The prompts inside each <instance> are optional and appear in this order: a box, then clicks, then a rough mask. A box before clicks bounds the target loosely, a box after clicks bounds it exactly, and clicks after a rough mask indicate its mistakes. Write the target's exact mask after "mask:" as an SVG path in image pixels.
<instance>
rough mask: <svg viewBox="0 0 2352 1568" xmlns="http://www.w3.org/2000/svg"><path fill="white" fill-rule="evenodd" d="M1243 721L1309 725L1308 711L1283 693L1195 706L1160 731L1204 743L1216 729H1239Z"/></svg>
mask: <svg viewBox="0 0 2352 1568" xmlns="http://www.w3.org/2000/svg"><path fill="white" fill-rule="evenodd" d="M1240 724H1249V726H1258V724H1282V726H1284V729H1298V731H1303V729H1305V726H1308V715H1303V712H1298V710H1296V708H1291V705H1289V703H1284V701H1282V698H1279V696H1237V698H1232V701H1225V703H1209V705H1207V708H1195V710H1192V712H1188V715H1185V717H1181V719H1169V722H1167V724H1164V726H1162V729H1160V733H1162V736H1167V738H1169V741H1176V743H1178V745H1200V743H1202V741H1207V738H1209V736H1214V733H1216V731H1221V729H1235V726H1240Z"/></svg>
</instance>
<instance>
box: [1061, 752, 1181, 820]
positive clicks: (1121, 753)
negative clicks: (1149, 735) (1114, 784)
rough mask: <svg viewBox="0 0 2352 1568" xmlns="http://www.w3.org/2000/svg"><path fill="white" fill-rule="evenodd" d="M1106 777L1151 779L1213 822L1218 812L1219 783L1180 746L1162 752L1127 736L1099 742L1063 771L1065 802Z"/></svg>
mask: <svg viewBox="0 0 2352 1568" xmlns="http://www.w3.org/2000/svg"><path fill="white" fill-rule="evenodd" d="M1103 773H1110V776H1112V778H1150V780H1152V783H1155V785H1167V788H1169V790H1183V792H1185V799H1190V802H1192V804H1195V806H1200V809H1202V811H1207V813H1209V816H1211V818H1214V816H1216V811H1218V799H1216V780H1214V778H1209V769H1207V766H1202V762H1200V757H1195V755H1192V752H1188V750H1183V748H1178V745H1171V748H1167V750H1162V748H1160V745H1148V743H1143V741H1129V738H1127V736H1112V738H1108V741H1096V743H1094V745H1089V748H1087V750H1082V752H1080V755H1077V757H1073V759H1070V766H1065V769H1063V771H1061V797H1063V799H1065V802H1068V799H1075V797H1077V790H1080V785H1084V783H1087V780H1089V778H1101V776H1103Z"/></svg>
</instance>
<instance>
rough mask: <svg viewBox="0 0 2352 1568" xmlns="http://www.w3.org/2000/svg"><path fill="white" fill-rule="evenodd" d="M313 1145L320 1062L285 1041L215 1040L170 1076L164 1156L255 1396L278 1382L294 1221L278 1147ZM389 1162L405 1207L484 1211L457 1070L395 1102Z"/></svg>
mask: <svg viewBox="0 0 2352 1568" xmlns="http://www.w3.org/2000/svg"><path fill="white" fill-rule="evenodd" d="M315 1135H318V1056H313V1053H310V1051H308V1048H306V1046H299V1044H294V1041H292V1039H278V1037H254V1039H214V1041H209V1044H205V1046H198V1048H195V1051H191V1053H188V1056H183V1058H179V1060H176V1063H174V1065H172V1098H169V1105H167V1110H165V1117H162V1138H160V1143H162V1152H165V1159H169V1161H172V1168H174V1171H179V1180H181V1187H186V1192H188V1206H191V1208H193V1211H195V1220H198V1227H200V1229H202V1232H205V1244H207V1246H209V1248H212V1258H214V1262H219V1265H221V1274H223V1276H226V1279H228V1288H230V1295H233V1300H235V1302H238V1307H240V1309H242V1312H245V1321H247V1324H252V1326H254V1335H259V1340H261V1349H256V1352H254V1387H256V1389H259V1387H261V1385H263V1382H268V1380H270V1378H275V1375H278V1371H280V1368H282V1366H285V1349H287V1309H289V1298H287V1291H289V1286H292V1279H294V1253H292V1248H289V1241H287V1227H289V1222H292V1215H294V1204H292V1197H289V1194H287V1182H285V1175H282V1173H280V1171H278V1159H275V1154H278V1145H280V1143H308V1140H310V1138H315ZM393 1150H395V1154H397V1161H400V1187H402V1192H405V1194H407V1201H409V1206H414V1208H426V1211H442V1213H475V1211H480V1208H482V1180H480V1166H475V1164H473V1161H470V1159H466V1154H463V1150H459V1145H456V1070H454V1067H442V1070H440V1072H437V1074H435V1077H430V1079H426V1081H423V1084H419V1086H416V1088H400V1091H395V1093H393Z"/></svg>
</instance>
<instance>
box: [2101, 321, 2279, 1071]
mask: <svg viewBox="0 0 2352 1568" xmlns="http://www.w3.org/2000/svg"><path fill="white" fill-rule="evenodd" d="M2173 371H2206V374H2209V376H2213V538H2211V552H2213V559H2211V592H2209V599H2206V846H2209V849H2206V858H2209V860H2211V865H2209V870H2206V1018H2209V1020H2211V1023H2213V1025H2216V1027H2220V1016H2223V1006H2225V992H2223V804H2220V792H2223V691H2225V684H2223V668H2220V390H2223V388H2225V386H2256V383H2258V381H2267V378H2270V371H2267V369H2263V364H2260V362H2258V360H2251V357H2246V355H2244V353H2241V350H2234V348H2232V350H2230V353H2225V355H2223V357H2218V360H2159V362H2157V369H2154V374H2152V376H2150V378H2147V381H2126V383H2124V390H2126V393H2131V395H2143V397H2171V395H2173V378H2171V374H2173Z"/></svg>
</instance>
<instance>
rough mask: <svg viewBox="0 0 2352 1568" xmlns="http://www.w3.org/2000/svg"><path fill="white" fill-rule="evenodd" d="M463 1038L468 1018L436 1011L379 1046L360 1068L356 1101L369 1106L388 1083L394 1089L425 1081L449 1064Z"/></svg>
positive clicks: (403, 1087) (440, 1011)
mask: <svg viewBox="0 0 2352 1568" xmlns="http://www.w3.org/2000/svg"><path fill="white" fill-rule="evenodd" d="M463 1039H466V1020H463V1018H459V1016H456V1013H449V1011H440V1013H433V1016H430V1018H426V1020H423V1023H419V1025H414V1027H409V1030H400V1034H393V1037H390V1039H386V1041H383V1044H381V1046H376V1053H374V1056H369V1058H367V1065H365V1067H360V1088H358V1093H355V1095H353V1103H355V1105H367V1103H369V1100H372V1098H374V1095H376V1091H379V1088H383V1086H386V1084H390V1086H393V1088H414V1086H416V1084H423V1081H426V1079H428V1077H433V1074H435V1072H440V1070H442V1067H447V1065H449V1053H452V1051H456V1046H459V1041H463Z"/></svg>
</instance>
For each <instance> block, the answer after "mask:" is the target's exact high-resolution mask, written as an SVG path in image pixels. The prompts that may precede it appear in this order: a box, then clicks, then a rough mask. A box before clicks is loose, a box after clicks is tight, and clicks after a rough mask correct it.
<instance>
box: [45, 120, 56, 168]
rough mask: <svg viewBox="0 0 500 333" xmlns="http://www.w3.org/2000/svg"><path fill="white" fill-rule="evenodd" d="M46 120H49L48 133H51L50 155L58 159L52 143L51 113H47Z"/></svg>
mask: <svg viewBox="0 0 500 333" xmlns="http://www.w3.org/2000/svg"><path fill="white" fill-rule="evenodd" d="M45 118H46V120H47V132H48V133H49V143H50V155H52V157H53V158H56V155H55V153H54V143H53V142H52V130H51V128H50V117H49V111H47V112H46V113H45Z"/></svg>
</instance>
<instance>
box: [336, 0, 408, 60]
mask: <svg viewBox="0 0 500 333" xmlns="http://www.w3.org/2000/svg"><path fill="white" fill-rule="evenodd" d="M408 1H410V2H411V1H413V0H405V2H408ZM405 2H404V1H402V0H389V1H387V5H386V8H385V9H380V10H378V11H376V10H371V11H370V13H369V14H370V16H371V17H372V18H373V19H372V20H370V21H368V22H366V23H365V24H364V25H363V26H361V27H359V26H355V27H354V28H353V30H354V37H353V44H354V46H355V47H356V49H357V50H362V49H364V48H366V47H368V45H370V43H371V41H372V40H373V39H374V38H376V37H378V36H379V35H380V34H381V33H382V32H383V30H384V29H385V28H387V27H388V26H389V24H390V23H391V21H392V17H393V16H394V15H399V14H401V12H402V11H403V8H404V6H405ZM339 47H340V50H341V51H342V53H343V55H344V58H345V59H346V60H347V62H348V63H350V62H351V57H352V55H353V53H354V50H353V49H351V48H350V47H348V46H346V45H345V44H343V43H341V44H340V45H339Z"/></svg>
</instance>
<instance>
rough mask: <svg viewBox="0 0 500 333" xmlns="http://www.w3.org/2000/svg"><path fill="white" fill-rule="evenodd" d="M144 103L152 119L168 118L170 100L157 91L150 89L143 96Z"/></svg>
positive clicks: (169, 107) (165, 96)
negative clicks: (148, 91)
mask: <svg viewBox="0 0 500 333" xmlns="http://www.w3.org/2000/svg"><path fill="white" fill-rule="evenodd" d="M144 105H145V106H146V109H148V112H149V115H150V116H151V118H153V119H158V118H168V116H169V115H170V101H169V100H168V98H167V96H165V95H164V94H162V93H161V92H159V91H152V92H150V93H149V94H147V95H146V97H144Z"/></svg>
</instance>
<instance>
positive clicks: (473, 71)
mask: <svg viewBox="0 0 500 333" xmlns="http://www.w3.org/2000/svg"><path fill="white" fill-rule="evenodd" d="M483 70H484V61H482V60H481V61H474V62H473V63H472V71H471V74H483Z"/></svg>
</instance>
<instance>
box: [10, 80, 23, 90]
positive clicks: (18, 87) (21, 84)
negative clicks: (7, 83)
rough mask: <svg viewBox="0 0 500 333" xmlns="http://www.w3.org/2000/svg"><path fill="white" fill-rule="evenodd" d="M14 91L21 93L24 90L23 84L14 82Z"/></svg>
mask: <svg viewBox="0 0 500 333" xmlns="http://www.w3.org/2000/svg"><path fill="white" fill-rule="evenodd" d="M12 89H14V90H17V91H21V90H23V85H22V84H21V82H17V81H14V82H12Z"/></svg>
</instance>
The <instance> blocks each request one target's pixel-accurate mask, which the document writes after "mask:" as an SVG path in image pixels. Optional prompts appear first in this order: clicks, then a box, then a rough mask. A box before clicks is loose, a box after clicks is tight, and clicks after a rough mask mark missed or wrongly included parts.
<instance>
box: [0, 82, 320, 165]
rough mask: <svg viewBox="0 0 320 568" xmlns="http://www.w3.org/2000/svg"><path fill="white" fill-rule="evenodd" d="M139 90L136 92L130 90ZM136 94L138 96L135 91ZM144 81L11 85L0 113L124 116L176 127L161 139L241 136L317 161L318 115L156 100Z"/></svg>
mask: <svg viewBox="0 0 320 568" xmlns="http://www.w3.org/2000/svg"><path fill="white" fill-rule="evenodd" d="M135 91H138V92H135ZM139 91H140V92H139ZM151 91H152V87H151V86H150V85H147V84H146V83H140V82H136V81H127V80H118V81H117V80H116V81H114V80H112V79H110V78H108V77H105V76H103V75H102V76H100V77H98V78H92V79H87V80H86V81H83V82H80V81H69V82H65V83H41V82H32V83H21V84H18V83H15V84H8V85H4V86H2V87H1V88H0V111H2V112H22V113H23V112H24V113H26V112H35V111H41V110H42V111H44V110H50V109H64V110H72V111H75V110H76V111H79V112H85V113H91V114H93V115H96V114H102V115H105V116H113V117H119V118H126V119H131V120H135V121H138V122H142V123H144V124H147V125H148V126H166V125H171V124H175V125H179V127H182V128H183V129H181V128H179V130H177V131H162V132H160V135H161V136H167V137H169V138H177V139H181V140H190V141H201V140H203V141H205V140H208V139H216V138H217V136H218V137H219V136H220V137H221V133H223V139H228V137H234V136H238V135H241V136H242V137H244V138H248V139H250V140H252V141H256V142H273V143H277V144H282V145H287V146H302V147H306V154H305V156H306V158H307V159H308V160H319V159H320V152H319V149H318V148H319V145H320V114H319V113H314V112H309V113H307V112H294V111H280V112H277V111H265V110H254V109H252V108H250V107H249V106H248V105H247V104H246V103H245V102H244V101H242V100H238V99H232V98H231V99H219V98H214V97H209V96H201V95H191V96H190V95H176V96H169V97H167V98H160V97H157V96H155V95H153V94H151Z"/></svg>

::::

◆ What is expected
All lines of the listing that contain the word "appear" should be copied out.

◆ Reply to the task
The prompts inside each <instance> are optional and appear in this order: a box, then clicks, then a rough mask. A box before clicks bounds the target loosely, a box after clicks bounds it exactly, and clicks after a rough mask indicate its mistakes. Write the target's exact mask after "mask:" as an SVG path in image pixels.
For each <instance> block, the answer after "mask:" is the target's exact high-resolution mask, written as an SVG path in image pixels. The prompts that may precede it appear in this order: a box, then clicks, then a rough mask. A box before clicks is loose, a box after clicks is tight, and clicks after a rough mask correct it.
The <instance> blocks each request one target's pixel-accurate mask, which the document writes after "mask:" as an SVG path in image pixels. Optional prompts appear first in this order: clicks, then a box, then a rough mask. A box before clicks is loose, a box after clicks is tight, and clicks after a rough mask mark missed or wrongly included parts.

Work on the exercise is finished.